Exercise objective: Pull out each row below that contains the word "layer". Case counts, so only rows with that word in the same capitalization qualify.

-- -- --

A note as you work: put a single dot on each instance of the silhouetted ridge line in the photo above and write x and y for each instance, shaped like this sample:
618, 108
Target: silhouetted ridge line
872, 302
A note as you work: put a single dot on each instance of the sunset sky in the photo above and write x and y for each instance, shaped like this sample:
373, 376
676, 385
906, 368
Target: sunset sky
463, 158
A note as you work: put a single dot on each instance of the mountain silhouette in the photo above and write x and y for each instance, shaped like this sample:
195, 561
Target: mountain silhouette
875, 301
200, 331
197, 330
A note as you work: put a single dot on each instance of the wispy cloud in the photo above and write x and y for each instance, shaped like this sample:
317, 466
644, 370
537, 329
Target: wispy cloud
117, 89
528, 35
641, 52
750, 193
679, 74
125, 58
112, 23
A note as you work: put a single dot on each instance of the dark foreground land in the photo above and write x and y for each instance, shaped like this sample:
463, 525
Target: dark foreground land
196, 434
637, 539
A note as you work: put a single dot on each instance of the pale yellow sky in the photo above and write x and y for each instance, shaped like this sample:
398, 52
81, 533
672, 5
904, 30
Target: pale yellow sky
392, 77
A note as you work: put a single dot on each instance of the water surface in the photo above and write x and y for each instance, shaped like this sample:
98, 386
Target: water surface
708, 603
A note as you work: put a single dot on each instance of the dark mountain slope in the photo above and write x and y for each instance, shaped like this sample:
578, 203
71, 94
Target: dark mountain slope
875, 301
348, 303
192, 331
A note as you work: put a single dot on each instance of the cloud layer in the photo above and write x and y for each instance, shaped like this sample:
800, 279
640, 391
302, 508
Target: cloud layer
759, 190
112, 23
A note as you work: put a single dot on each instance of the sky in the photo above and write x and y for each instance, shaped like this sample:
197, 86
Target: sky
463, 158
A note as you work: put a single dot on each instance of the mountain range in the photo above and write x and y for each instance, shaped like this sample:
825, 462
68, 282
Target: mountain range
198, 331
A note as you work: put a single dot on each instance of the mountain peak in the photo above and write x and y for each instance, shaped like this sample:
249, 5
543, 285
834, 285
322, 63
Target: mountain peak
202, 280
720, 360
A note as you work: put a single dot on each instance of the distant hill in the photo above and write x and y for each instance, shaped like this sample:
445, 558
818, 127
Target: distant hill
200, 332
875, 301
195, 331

-- -- --

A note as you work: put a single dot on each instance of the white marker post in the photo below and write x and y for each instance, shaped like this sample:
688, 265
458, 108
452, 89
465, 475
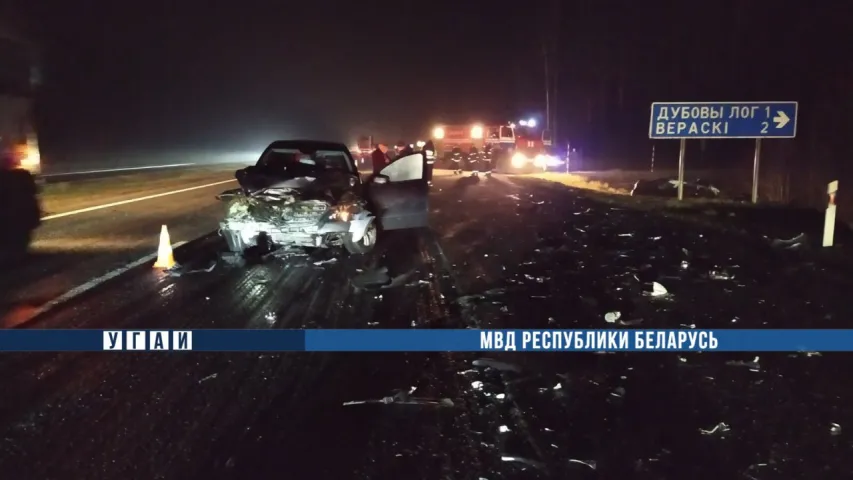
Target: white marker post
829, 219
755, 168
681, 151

-- -- --

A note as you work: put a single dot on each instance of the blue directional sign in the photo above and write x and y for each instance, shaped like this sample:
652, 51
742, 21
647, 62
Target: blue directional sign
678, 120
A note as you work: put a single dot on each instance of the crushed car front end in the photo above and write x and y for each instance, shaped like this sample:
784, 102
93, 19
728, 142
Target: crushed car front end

-- -- --

Completed task:
A note as you work: put a single dot on each instance of the cloud layer in the photo above and write x and y for each instance, shaped like this sample:
Target: cloud layer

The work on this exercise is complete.